## Tâche à réaliser
Sélectionnez toutes les lignes des données qui contiennent le mot « concrete », en tenant compte de la casse.

## Lignes de données
┄┄┄┄┄┄┄┄┄┄┄┄┄┄┄┄┄┄┄┄

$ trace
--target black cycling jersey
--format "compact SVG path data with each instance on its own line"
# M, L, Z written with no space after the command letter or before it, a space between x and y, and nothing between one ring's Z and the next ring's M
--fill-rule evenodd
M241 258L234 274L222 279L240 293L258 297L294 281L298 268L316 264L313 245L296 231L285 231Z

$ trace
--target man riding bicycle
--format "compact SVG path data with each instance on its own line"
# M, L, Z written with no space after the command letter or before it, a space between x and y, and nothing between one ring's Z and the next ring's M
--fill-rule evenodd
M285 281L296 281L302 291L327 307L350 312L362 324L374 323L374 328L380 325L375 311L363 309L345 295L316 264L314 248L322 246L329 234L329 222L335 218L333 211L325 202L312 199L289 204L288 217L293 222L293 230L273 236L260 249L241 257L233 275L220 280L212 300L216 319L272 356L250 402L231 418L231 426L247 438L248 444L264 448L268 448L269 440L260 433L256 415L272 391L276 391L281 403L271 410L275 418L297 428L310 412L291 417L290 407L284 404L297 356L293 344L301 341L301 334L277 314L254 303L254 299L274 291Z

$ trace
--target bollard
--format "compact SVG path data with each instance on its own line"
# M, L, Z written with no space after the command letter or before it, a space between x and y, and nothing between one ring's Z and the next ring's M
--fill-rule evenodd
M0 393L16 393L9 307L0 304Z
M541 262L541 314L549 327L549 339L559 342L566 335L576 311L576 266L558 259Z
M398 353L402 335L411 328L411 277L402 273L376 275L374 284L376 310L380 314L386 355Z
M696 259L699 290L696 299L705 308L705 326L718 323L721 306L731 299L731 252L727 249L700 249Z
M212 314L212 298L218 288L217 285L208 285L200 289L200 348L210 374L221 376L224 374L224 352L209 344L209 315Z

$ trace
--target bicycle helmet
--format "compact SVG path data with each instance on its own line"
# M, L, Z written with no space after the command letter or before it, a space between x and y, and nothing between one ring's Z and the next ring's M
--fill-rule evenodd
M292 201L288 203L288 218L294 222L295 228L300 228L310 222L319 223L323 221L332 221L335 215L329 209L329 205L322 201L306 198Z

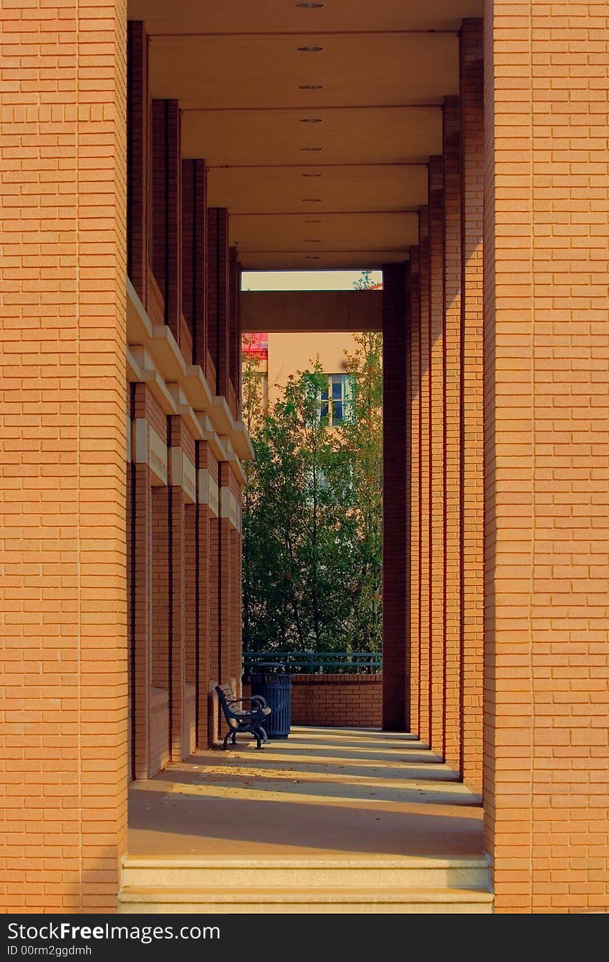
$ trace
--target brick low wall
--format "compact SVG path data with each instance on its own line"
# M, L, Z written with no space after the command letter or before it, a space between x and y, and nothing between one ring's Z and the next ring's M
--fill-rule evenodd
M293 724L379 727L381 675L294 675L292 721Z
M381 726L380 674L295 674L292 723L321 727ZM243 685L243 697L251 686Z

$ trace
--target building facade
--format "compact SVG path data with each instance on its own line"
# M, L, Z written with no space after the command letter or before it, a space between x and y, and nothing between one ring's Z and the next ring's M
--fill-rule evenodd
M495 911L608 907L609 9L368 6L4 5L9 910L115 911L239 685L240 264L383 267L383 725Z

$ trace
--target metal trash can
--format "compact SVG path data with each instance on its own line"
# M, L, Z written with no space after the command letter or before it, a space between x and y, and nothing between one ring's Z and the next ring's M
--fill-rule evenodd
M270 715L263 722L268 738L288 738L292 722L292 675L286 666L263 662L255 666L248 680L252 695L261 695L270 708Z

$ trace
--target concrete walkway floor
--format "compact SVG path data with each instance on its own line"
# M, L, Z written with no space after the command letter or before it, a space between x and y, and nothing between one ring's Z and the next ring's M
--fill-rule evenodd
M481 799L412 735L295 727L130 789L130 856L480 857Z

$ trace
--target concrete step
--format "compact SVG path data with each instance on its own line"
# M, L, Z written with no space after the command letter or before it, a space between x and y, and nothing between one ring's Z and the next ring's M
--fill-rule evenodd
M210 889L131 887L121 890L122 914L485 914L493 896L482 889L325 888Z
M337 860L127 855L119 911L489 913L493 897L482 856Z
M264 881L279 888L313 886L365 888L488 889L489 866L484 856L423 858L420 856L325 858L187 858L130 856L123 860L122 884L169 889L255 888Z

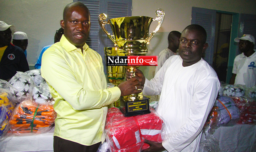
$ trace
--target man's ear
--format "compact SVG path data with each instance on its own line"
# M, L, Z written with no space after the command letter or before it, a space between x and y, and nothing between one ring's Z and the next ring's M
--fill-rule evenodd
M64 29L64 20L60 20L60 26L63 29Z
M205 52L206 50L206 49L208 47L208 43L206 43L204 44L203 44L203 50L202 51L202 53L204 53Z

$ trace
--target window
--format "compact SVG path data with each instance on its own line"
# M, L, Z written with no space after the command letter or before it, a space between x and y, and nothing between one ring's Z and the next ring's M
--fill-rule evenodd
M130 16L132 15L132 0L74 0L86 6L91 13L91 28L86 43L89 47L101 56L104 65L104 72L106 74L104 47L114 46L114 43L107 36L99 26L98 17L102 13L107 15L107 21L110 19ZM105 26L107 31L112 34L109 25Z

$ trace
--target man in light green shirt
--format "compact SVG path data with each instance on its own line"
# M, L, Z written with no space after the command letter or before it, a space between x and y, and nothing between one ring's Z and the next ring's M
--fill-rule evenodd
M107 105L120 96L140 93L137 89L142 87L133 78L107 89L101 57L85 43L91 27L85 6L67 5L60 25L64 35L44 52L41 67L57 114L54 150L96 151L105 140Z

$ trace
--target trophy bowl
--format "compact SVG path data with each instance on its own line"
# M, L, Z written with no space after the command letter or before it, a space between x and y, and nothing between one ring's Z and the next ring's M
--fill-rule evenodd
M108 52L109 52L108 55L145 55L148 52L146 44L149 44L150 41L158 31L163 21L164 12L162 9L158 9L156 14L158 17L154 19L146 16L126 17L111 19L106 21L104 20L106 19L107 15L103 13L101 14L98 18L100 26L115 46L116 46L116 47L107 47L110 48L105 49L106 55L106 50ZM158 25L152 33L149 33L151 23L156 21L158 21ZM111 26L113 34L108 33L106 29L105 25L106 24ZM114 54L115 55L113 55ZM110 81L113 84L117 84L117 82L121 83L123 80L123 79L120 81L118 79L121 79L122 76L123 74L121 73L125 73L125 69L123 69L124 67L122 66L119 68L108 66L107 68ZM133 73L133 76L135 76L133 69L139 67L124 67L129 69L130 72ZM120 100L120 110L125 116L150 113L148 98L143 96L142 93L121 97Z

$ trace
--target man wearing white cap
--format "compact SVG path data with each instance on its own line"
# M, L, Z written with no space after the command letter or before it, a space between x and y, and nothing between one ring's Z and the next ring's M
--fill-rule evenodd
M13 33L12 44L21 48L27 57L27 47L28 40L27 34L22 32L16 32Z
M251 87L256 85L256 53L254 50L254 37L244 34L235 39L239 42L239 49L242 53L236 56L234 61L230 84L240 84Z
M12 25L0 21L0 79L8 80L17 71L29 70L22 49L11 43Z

┄┄┄┄┄┄┄┄┄┄┄┄┄┄┄┄┄┄┄┄

## Réponse
--target concrete walkway floor
--target concrete step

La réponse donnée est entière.